» What the exercise asks:
Locate the line that contains "In the photo above, where can the flat". Print it and every subsequent line through the final line of the records, exactly and only those.

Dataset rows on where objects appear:
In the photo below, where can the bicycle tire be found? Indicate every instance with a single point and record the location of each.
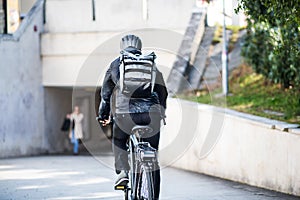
(145, 189)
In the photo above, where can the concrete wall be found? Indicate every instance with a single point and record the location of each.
(232, 145)
(21, 91)
(115, 15)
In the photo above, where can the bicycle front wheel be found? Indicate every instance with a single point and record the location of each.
(145, 189)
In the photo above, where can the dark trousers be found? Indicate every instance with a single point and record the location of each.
(122, 126)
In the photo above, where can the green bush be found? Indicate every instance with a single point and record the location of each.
(272, 44)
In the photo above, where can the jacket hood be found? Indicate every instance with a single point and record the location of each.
(132, 50)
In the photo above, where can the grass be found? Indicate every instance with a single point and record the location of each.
(252, 93)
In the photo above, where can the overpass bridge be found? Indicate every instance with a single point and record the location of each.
(41, 80)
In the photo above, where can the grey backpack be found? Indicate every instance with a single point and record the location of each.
(137, 74)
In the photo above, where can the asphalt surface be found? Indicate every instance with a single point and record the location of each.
(87, 177)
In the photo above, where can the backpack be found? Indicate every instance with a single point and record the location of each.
(137, 74)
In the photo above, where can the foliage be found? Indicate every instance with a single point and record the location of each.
(272, 45)
(253, 93)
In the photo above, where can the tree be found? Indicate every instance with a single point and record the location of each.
(272, 45)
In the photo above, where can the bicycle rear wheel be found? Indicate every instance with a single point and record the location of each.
(145, 190)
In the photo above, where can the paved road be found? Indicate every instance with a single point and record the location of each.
(84, 177)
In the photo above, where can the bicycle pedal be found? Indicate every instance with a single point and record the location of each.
(120, 187)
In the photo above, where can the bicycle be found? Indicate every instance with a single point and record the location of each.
(142, 159)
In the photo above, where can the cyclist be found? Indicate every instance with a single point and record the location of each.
(128, 112)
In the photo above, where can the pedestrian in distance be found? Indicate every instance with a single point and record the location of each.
(76, 132)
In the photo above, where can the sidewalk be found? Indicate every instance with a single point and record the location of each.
(86, 177)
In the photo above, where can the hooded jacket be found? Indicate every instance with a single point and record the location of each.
(112, 99)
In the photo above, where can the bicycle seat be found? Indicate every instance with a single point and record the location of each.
(141, 129)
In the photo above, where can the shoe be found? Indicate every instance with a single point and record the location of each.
(122, 179)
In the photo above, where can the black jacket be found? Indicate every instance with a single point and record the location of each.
(113, 101)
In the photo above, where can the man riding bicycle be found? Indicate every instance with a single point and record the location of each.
(130, 110)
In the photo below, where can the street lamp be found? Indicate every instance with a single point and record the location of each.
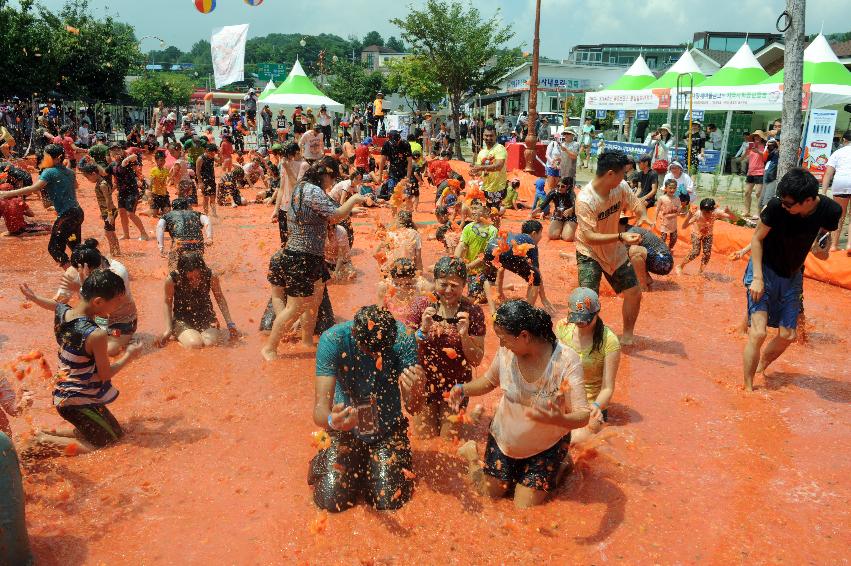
(532, 120)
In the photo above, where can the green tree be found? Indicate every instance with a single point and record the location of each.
(395, 44)
(351, 84)
(466, 52)
(173, 89)
(413, 78)
(373, 38)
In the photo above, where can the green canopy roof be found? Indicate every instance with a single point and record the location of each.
(637, 77)
(821, 66)
(742, 70)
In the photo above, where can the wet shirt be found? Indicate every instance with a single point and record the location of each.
(593, 362)
(517, 435)
(443, 372)
(788, 242)
(125, 177)
(493, 181)
(358, 378)
(601, 214)
(307, 219)
(61, 188)
(77, 382)
(476, 237)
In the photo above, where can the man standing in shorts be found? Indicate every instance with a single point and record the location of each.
(490, 164)
(601, 249)
(795, 222)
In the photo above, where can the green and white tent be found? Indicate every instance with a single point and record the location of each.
(299, 90)
(742, 70)
(637, 77)
(684, 65)
(270, 86)
(821, 66)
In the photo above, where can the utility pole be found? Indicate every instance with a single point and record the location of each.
(532, 122)
(793, 79)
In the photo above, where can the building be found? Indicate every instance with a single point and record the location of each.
(731, 41)
(624, 54)
(556, 83)
(375, 57)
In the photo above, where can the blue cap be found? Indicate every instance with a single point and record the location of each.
(583, 304)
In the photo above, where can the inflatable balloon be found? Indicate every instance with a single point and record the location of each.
(205, 6)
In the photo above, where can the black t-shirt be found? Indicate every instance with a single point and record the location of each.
(398, 155)
(791, 236)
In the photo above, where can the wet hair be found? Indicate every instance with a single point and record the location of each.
(191, 261)
(54, 150)
(403, 267)
(374, 328)
(180, 203)
(799, 184)
(102, 283)
(448, 266)
(708, 205)
(87, 254)
(87, 166)
(518, 315)
(406, 219)
(611, 160)
(531, 226)
(325, 166)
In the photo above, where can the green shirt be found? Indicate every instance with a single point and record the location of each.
(476, 237)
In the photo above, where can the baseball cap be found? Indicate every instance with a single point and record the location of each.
(584, 304)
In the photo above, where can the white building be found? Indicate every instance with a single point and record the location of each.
(556, 82)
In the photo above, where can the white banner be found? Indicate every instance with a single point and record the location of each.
(818, 142)
(227, 46)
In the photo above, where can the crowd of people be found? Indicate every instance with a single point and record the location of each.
(414, 351)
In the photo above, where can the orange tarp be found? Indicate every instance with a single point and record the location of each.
(728, 237)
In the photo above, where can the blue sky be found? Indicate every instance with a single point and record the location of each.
(564, 23)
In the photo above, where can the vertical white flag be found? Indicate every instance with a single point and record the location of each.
(228, 49)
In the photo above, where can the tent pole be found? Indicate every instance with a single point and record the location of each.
(726, 140)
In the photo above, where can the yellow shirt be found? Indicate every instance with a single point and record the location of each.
(592, 362)
(159, 180)
(493, 181)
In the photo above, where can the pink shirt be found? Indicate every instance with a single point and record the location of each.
(666, 204)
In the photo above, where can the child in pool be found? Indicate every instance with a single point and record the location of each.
(701, 235)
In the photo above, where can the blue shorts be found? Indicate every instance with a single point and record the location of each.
(782, 297)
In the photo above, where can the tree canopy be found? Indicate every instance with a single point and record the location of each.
(173, 89)
(465, 53)
(70, 52)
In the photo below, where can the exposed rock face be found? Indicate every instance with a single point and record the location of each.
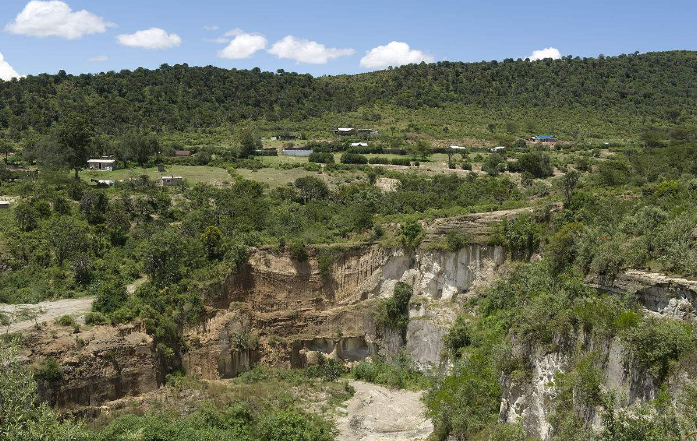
(99, 365)
(284, 313)
(529, 400)
(673, 297)
(376, 413)
(275, 297)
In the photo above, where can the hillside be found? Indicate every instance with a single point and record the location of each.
(515, 96)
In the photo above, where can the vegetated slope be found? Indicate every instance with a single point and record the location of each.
(659, 87)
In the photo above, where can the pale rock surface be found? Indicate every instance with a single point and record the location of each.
(376, 413)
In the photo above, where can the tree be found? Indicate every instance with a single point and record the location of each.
(421, 149)
(311, 188)
(6, 148)
(94, 205)
(26, 216)
(23, 415)
(247, 141)
(74, 134)
(568, 183)
(494, 164)
(67, 237)
(212, 240)
(164, 257)
(138, 146)
(537, 164)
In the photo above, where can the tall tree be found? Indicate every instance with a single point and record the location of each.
(74, 134)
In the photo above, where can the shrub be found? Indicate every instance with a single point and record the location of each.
(322, 158)
(379, 160)
(657, 344)
(65, 320)
(48, 370)
(458, 336)
(353, 158)
(298, 250)
(410, 234)
(394, 312)
(328, 369)
(401, 161)
(399, 372)
(96, 318)
(455, 241)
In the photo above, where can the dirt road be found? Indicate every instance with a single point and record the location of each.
(376, 413)
(22, 316)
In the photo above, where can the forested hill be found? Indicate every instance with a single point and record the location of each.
(661, 86)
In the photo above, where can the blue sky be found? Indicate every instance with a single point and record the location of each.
(327, 37)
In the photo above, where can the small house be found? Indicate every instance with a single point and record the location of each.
(297, 152)
(102, 164)
(344, 131)
(286, 137)
(545, 139)
(168, 181)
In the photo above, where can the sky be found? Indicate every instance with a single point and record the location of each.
(327, 37)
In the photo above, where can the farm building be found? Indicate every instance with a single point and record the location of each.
(286, 137)
(344, 131)
(544, 139)
(297, 152)
(102, 164)
(168, 181)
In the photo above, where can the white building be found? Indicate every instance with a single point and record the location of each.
(168, 181)
(102, 164)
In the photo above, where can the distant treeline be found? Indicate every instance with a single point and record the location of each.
(660, 86)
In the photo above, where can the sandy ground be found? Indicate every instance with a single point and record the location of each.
(44, 311)
(376, 413)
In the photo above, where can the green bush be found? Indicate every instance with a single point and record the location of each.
(394, 312)
(401, 161)
(322, 158)
(398, 372)
(657, 344)
(65, 320)
(96, 318)
(353, 158)
(298, 250)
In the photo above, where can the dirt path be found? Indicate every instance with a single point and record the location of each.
(22, 316)
(376, 413)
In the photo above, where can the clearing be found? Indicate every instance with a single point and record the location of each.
(23, 317)
(376, 413)
(191, 173)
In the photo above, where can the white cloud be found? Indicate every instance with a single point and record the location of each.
(56, 19)
(243, 46)
(234, 32)
(7, 72)
(306, 51)
(395, 54)
(219, 40)
(153, 38)
(548, 52)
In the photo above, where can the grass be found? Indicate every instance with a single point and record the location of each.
(274, 177)
(191, 173)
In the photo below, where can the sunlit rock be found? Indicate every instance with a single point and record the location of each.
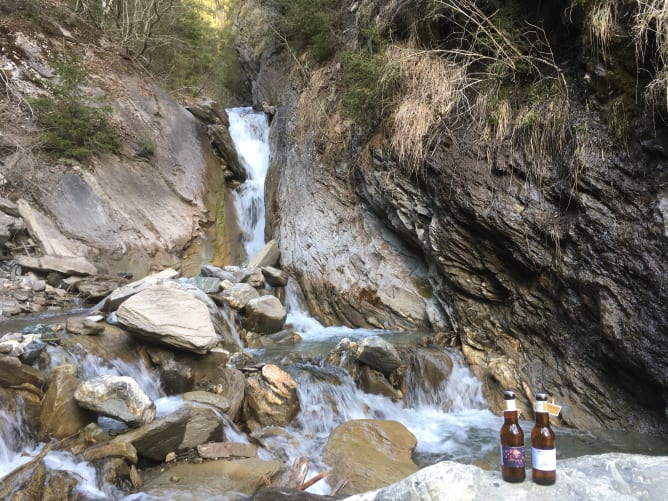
(369, 454)
(118, 397)
(271, 398)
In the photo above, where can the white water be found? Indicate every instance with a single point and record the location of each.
(249, 130)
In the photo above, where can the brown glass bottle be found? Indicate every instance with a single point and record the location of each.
(543, 451)
(512, 442)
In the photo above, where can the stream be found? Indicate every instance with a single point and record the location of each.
(451, 421)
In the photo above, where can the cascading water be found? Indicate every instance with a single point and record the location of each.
(249, 130)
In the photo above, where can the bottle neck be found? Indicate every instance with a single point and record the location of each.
(542, 418)
(510, 416)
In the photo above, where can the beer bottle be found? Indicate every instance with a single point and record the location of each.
(512, 442)
(543, 452)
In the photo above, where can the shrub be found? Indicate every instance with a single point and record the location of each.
(370, 86)
(73, 129)
(307, 25)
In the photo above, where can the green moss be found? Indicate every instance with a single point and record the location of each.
(72, 127)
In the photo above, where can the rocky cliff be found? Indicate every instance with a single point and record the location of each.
(146, 207)
(549, 268)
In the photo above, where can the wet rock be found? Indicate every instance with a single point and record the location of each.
(217, 450)
(379, 354)
(118, 397)
(264, 315)
(118, 296)
(239, 295)
(269, 255)
(387, 446)
(206, 397)
(169, 316)
(84, 326)
(70, 265)
(373, 381)
(15, 373)
(274, 276)
(208, 270)
(606, 476)
(113, 449)
(60, 415)
(179, 431)
(209, 285)
(209, 479)
(271, 398)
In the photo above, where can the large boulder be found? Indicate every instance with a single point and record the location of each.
(118, 397)
(271, 398)
(265, 315)
(184, 429)
(60, 416)
(170, 316)
(387, 448)
(614, 477)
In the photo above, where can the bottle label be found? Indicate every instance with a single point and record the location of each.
(544, 459)
(512, 457)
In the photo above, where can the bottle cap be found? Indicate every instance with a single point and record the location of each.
(509, 395)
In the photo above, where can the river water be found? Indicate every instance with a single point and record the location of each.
(450, 420)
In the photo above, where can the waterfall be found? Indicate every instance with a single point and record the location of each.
(249, 130)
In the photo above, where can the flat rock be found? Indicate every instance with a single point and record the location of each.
(613, 477)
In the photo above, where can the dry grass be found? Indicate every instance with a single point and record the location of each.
(603, 26)
(433, 95)
(651, 24)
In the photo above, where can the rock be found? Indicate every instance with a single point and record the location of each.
(379, 354)
(15, 373)
(184, 429)
(221, 141)
(116, 298)
(255, 279)
(60, 416)
(217, 450)
(387, 458)
(613, 477)
(118, 397)
(274, 276)
(209, 285)
(269, 255)
(115, 449)
(70, 265)
(264, 315)
(169, 316)
(238, 295)
(209, 480)
(83, 326)
(271, 398)
(206, 397)
(208, 270)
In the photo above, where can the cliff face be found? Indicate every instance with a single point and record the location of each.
(554, 281)
(134, 211)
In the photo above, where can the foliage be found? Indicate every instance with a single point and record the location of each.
(73, 129)
(188, 44)
(307, 25)
(370, 85)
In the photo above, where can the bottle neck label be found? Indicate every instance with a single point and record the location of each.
(510, 405)
(544, 459)
(512, 457)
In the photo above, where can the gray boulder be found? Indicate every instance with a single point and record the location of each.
(118, 397)
(613, 477)
(265, 315)
(179, 431)
(171, 316)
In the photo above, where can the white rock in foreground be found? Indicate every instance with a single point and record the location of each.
(611, 477)
(170, 316)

» Exercise output:
In the photo above, where can the flat rock be found? Indicate every instance with a single point and record the location of each.
(613, 477)
In the photo above, where can the dry grass be found? Indicate every instance with a single point and record the location of each.
(603, 26)
(433, 95)
(651, 24)
In the photo above, where can the rock be found? Indicate every instance with a single point and record the location of each.
(379, 354)
(15, 373)
(184, 429)
(221, 141)
(116, 298)
(255, 279)
(60, 416)
(217, 450)
(387, 458)
(613, 477)
(118, 397)
(274, 276)
(209, 285)
(269, 255)
(115, 449)
(70, 265)
(264, 315)
(169, 316)
(238, 295)
(209, 480)
(83, 326)
(271, 398)
(206, 397)
(208, 270)
In the photo above, where can the cliff face be found? Indicate every instance with a single point and record the location of each.
(554, 281)
(134, 211)
In the photo above, where can the foliage be found? Indicate every instance with a single point and record the location of each.
(73, 129)
(188, 44)
(307, 25)
(370, 85)
In the photo above, where can the bottle neck label be found? Indicate every instance with a single point and record the location of each.
(510, 405)
(544, 459)
(512, 457)
In the photo above, where can the gray boulder be found? Indicate every instance with a single point and record the location of each.
(118, 397)
(613, 477)
(265, 315)
(179, 431)
(171, 316)
In the photo above, where can the white rock in foreground be found? Indicate every instance with a single point and record the location of each.
(611, 477)
(170, 316)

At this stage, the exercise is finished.